**TRY IT:** In the records below, find the line that contains "[locate] the snow covered slope" and the line that contains "[locate] the ski". Set down exactly those lines and every line between them, and nothing more.

[Source data]
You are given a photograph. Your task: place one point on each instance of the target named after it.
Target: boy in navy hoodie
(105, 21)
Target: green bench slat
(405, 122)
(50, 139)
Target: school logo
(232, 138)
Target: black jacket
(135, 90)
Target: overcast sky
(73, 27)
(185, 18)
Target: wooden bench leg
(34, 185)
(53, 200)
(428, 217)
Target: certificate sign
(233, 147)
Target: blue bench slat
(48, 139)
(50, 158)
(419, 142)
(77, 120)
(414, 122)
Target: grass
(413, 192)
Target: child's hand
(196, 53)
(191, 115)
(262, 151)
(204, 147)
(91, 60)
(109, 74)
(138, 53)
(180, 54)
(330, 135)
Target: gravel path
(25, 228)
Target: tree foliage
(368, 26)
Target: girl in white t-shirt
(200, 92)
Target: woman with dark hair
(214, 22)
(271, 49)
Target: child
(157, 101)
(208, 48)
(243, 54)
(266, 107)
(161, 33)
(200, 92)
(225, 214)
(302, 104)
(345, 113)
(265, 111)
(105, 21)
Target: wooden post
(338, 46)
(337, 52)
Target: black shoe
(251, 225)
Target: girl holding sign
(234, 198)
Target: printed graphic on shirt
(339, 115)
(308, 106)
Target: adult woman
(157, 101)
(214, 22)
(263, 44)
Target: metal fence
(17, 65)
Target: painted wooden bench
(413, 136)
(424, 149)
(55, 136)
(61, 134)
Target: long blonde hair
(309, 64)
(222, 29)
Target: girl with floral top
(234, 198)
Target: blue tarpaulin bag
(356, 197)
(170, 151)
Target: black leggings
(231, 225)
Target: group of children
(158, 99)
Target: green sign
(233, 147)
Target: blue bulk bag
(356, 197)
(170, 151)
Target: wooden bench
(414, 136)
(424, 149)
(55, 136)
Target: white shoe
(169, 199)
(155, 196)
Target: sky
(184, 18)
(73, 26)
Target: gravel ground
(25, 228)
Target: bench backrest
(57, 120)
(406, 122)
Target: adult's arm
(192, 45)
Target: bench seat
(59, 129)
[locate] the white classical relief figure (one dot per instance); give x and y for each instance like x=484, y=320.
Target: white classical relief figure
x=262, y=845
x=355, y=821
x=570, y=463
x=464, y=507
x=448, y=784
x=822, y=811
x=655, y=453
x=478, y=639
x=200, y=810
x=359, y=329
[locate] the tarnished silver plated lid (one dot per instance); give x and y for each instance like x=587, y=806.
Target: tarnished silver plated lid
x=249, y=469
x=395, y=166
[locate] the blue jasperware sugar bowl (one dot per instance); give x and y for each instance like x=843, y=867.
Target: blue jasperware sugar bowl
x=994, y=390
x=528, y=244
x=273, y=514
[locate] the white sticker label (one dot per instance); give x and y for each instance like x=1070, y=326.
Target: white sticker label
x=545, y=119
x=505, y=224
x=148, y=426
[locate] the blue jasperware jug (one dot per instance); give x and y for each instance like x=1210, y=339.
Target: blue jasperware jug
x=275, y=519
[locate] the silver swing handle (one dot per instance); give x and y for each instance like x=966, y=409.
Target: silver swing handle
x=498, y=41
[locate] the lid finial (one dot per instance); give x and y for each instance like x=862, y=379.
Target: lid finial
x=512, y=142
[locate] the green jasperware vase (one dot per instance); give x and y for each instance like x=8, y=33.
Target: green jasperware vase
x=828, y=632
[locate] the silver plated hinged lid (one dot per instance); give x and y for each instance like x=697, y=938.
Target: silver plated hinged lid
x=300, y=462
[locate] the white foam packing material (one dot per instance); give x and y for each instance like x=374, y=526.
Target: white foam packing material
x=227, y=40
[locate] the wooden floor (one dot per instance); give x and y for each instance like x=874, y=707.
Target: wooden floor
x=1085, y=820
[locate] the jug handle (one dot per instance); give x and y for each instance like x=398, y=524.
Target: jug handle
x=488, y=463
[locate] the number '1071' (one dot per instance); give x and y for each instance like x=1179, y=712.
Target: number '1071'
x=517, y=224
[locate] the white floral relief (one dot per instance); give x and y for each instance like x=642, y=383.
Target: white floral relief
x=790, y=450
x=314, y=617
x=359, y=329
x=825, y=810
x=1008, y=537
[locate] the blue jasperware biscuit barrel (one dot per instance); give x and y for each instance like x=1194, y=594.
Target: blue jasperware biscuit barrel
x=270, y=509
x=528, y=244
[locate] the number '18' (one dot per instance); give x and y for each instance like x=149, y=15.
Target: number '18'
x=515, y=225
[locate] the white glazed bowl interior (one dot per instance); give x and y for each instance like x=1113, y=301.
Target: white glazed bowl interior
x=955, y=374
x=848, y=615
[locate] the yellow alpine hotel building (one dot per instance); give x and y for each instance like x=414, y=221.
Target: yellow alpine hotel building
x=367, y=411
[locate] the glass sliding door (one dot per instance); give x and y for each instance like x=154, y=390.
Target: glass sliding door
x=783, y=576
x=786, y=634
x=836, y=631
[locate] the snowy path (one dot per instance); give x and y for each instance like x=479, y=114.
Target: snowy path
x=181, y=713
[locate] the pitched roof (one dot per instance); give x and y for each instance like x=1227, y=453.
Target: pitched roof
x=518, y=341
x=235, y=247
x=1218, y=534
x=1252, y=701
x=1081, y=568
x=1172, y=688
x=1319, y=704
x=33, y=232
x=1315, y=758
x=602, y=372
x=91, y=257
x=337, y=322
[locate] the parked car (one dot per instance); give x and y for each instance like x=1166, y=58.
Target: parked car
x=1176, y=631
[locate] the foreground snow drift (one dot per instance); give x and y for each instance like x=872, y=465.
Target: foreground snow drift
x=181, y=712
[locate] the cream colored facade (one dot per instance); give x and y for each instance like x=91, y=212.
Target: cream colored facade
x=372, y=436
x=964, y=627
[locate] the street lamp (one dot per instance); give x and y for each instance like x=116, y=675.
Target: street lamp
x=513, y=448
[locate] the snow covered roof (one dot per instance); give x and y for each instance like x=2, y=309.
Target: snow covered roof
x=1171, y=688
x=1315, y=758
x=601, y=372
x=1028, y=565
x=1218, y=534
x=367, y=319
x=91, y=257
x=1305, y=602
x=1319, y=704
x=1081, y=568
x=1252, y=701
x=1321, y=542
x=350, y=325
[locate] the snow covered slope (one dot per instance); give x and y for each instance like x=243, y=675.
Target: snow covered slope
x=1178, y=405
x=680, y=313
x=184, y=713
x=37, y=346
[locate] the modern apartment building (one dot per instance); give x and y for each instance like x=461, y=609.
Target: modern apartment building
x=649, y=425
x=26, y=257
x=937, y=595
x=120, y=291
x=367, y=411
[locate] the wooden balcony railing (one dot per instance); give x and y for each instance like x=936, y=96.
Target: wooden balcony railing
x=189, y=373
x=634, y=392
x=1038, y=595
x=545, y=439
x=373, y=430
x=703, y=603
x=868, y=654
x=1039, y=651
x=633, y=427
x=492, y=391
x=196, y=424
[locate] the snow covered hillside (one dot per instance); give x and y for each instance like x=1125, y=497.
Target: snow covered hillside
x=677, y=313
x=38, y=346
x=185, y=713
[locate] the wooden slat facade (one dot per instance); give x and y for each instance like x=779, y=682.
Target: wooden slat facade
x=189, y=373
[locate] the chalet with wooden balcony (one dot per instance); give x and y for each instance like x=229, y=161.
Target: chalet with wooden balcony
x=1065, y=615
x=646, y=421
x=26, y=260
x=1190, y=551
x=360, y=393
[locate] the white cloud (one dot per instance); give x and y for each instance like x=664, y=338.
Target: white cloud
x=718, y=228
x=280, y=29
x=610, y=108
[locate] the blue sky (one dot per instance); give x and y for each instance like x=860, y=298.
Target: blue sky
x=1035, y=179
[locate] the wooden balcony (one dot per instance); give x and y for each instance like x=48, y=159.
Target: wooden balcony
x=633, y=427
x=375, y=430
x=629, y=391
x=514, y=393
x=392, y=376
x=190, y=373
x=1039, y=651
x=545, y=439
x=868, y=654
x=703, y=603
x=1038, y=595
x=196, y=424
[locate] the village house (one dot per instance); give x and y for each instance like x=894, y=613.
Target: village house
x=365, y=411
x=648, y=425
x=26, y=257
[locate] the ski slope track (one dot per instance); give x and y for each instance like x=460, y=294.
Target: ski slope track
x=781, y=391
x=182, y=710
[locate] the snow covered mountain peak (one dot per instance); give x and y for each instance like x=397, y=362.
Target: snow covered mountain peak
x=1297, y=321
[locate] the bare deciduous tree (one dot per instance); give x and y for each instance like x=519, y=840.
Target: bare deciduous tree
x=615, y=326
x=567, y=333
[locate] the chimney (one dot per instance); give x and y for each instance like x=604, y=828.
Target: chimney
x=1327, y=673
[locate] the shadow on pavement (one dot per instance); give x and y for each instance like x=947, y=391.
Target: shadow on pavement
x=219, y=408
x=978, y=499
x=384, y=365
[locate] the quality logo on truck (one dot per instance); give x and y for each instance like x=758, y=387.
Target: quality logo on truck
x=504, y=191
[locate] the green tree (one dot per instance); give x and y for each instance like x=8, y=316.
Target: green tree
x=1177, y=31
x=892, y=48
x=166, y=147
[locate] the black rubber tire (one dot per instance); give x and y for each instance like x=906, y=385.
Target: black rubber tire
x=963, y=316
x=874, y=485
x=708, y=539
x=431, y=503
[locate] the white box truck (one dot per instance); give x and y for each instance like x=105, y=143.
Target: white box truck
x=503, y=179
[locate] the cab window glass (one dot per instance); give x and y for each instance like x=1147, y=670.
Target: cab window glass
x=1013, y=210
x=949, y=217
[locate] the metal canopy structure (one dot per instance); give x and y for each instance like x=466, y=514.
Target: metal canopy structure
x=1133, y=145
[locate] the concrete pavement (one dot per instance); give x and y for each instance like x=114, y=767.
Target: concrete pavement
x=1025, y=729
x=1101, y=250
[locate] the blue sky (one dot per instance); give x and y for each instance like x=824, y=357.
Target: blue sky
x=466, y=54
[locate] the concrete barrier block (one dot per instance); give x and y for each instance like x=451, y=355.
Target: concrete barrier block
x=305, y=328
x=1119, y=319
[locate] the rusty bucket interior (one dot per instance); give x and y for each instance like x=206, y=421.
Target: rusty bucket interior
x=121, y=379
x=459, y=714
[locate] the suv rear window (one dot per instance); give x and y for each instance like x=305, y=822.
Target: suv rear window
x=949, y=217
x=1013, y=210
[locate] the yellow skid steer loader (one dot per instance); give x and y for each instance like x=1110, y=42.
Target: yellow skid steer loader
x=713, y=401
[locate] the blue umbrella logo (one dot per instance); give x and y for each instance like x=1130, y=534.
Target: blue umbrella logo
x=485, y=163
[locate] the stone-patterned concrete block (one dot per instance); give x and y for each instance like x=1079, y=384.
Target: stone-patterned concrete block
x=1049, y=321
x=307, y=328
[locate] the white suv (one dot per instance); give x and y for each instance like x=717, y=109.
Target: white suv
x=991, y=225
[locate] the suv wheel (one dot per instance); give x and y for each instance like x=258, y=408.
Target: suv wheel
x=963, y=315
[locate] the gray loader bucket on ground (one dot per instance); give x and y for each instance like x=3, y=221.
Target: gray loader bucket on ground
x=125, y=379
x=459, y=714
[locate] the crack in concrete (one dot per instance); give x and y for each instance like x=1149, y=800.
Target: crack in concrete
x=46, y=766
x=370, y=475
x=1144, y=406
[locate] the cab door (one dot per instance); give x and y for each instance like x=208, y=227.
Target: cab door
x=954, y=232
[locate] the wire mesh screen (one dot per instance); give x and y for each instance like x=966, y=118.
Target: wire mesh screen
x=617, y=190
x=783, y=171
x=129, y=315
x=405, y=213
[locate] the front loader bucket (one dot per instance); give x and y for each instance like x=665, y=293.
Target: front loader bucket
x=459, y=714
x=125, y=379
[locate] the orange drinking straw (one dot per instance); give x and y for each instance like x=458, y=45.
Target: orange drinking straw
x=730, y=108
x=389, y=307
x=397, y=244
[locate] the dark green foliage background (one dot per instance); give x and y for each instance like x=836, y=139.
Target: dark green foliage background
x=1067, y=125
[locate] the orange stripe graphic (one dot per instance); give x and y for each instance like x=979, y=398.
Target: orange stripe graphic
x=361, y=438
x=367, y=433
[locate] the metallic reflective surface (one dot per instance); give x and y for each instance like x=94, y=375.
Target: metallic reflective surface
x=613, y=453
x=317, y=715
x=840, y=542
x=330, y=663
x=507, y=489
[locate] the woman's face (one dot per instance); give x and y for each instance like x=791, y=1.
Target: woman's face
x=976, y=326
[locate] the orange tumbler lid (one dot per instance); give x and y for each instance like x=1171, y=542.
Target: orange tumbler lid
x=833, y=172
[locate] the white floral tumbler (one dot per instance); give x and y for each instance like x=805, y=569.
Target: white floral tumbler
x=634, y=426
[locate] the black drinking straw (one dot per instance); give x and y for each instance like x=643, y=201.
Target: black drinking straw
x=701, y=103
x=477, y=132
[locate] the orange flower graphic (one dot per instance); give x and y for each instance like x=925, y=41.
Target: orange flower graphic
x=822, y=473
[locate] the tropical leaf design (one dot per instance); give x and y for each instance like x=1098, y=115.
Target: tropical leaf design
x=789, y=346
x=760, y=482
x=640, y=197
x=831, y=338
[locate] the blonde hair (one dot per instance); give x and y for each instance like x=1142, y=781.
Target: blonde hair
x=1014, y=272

**PROBLEM SOLUTION:**
[locate] the snow covered slope (one dot per instance); give x and y for each instance like x=243, y=675.
Target: snow covered slope
x=1178, y=405
x=680, y=313
x=184, y=713
x=37, y=346
[locate] the modern apartment building (one dot per instance); give x and y for each instance like x=461, y=609.
Target: modern apartment building
x=649, y=425
x=26, y=257
x=937, y=595
x=120, y=291
x=367, y=411
[locate] the wooden balcony railing (one dot per instance); give x and y for each instance like x=936, y=96.
Target: wooden balcony railing
x=189, y=373
x=634, y=392
x=1038, y=595
x=545, y=439
x=373, y=430
x=703, y=603
x=868, y=654
x=1039, y=651
x=633, y=427
x=492, y=391
x=196, y=424
[locate] the snow covered hillside (one dot per instance); give x and y for each instance like x=1125, y=497.
Target: snow covered hillside
x=677, y=313
x=38, y=346
x=185, y=713
[locate] the wooden slat facade (one dot per instance); give x and y for each instance like x=779, y=682.
Target: wooden slat facade
x=189, y=373
[locate] the chalet with wooden balcony (one dot per instance); give x and y for each instance like x=229, y=161.
Target: chalet with wooden balcony
x=1065, y=615
x=646, y=421
x=26, y=260
x=1190, y=551
x=360, y=393
[locate] the white cloud (one dot per instance); give x and y for each instance like x=664, y=338.
Target: white cloud
x=718, y=228
x=280, y=29
x=610, y=108
[locate] the blue sky (one dot per instance); give x and y for each instance like x=860, y=298.
Target: blue sky
x=1035, y=179
[locate] the wooden balcony (one dot per instance); give x and y for each instance like x=48, y=159.
Target: wooden balcony
x=633, y=427
x=375, y=430
x=629, y=391
x=514, y=393
x=392, y=376
x=190, y=373
x=1039, y=651
x=545, y=439
x=868, y=654
x=703, y=603
x=1038, y=595
x=196, y=424
[locate] the village house (one dot per instance); give x and y for each instance like x=894, y=613.
Target: village house
x=365, y=411
x=648, y=425
x=26, y=257
[locate] the ski slope track (one dot per instance); give x and y for each instance like x=460, y=294.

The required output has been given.